Start of Material for the task

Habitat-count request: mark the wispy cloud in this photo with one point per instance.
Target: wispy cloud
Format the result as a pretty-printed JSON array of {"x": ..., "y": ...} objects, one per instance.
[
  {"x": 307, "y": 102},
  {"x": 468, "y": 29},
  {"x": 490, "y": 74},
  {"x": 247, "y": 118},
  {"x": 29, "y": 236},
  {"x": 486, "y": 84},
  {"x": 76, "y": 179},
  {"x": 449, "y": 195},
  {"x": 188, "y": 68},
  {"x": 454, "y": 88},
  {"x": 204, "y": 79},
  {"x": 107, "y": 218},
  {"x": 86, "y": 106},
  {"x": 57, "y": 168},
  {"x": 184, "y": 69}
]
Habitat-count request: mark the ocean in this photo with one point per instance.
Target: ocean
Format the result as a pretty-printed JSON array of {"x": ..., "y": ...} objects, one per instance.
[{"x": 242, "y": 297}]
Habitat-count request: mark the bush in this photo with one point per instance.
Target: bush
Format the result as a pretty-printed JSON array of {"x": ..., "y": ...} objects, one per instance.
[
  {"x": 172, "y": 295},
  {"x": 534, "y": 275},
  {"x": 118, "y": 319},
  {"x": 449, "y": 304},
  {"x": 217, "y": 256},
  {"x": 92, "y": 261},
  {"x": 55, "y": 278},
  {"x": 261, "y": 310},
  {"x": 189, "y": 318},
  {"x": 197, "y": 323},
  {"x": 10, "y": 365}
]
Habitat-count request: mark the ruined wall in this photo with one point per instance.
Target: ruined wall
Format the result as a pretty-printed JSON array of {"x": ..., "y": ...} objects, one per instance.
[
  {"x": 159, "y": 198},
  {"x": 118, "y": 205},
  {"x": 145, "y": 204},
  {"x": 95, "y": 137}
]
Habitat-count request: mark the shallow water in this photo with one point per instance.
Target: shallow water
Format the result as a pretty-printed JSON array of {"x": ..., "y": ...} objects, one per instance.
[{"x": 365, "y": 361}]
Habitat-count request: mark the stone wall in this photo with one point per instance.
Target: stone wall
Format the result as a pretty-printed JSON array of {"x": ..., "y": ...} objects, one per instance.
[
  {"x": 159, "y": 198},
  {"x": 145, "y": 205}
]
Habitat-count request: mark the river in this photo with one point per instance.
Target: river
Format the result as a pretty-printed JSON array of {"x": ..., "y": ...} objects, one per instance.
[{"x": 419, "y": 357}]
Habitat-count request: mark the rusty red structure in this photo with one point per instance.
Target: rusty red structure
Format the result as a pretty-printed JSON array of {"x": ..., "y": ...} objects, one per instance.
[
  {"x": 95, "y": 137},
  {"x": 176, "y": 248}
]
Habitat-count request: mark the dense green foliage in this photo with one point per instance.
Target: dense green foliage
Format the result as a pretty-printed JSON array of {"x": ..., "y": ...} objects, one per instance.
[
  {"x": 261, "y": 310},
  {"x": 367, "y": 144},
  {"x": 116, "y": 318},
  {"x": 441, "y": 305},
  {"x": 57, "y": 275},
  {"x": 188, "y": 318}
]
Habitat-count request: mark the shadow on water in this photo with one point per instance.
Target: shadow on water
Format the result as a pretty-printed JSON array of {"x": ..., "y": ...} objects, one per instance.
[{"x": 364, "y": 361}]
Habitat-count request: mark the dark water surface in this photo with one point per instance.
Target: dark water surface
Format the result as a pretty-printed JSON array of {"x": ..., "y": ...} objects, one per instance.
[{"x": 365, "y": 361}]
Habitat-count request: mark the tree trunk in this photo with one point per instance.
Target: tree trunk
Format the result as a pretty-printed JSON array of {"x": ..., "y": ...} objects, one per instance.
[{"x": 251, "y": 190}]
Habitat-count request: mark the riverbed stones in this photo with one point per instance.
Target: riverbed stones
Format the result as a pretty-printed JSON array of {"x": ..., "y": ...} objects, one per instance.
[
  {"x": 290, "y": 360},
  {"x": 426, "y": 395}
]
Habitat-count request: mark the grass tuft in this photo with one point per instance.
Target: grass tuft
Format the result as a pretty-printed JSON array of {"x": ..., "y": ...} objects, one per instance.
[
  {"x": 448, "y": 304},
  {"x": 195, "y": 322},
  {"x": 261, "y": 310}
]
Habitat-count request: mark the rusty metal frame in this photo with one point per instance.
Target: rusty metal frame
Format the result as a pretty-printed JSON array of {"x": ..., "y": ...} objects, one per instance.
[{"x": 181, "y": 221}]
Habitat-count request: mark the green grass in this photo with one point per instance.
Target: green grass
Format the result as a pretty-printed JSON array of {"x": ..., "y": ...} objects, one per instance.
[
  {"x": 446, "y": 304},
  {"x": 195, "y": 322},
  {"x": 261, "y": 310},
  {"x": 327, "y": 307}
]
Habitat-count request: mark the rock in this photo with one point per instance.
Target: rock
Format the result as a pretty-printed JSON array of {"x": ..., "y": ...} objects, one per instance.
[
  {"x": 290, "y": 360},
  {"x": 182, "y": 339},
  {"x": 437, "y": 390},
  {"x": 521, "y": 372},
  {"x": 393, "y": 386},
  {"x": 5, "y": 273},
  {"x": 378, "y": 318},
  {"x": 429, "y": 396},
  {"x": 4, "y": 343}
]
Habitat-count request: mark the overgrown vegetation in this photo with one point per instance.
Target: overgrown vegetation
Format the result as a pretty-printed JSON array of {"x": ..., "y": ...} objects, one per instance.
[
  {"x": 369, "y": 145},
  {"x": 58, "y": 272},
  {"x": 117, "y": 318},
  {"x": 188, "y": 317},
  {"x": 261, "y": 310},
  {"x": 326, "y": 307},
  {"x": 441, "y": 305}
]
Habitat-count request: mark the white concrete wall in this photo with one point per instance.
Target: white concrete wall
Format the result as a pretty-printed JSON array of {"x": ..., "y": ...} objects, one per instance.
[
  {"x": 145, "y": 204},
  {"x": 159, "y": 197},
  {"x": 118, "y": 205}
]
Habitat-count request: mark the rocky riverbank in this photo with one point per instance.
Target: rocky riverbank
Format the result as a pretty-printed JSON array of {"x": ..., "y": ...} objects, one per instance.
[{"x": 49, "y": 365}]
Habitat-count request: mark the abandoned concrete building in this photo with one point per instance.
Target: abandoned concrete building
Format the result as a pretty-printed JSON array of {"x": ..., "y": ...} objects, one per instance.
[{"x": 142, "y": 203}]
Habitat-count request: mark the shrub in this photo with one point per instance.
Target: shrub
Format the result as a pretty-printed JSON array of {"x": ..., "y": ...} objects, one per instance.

End of Material for the task

→ Description of the task
With both ends included, please retype exactly the lines from the line containing "Habitat-count request: mark the overgrown" to the final line of the data.

→ Solution to the exercise
Habitat-count request: mark the overgrown vegetation in this photo with one point per instance.
Target: overgrown vegetation
Format the result as a pretty-printed JSON array of {"x": ..., "y": ...} objects, one per instance.
[
  {"x": 369, "y": 145},
  {"x": 58, "y": 272},
  {"x": 117, "y": 318},
  {"x": 188, "y": 317},
  {"x": 261, "y": 310},
  {"x": 326, "y": 307},
  {"x": 441, "y": 305}
]
Habitat-count request: mark the white concrete wall in this photo with one point per instance.
Target: white concrete wall
Format the result as a pretty-printed JSON array of {"x": ..., "y": ...} objects, one per instance.
[
  {"x": 145, "y": 204},
  {"x": 159, "y": 197},
  {"x": 118, "y": 205}
]
Habitat-count request: mark the rocky riverbank in this photo with one point per instance.
Target: rocky riverbank
Format the result as a pretty-printed JSON array of {"x": ..., "y": ...} objects, one per instance.
[{"x": 49, "y": 365}]
Habitat-count request: mark the abandoned concrete building in this photo with one point per instance.
Target: abandoned concrete building
Format the result as a pretty-printed JSON array of {"x": ..., "y": ...} objects, one per instance.
[{"x": 142, "y": 203}]
Habitat-count request: mark the shrub in this photo with one point per instance.
Target: shrub
Format the result as a pretty-printed JSON array of {"x": ..., "y": ...} objects, one per instance.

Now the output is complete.